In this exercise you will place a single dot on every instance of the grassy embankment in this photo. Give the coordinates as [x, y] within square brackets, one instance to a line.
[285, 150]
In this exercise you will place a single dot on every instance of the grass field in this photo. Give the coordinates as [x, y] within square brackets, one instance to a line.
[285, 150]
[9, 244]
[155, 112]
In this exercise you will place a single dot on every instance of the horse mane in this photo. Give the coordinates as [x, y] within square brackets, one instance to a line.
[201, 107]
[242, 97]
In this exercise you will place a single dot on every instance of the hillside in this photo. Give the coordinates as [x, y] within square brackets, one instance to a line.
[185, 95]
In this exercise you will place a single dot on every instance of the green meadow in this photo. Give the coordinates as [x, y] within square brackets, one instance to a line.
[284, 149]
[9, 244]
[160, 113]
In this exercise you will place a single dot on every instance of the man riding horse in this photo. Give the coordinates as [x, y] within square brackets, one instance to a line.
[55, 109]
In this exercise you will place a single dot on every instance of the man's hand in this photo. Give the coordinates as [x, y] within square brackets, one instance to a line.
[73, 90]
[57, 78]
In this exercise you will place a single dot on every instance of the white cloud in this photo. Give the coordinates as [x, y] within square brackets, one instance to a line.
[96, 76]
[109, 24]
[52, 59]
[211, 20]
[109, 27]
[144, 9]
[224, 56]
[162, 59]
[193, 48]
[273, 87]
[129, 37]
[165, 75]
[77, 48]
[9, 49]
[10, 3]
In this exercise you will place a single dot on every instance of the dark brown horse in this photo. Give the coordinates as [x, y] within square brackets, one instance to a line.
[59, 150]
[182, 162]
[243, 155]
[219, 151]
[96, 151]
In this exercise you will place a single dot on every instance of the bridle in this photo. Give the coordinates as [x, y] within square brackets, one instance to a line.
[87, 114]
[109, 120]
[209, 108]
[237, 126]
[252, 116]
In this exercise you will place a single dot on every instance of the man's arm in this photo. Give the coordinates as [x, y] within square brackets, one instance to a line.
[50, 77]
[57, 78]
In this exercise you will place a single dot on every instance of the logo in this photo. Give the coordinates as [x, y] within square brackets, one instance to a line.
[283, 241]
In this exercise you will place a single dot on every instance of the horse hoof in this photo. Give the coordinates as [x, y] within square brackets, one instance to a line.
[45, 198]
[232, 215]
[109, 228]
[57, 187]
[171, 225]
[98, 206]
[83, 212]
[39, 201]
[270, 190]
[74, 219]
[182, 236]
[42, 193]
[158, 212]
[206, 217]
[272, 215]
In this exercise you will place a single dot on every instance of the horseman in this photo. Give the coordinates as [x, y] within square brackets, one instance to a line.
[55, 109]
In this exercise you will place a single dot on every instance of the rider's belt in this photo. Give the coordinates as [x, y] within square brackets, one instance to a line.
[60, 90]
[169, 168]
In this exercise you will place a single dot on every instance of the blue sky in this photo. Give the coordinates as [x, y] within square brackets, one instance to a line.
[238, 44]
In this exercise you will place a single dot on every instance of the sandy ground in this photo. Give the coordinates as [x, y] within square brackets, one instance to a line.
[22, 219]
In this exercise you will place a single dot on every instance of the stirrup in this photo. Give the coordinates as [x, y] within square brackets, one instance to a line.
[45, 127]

----------------------------------------

- [WHAT IS ASKED] Print everything in the listing above, from the line containing "the man's arm" down to the end of the listing, with both ends included and each line reproduced without any change.

- [RESULT OF THIS TASK]
In this exercise you will place a single dot on every instance of the man's arm in this photo. Give the coordinates as [x, y] within square brackets, one instance to a line.
[50, 77]
[57, 78]
In this exercise you will place a single dot on every instance of the logo in this photo. Give the coordinates as [x, y] within square brackets, one instance to a line.
[283, 241]
In this exercise you will place a single dot on every instance of the horse hoof in this photo. Give the coordinates as [x, y] within square brackets, one instance to a line.
[45, 198]
[232, 215]
[109, 228]
[57, 187]
[171, 225]
[98, 206]
[83, 212]
[39, 201]
[270, 190]
[74, 219]
[182, 236]
[42, 193]
[158, 212]
[206, 217]
[272, 215]
In this exercise you will place a single dot on every instance of the horseman in this photo. Give the coordinates as [x, y] within square brackets, one instance to a line.
[55, 109]
In this exercise you will place a single dot on every instance of the rider's belt in this photo. Give the coordinates as [x, y] within square brackets, one instance to a line.
[60, 90]
[169, 168]
In this exercise you will place a single dot on every instance of the blue sky in this photo. Give the coordinates as [x, y] within square brackets, one instance to a line.
[238, 44]
In this exercise you will place a single dot on every instance of the sandy ground in this photo. Give the coordinates as [x, y] within square brackets, one instance to a line.
[22, 219]
In this exercise you will place a single dot on every instance of the stirrup in this photo. Give the coordinates as [x, y] within square brackets, one instance to a line.
[45, 127]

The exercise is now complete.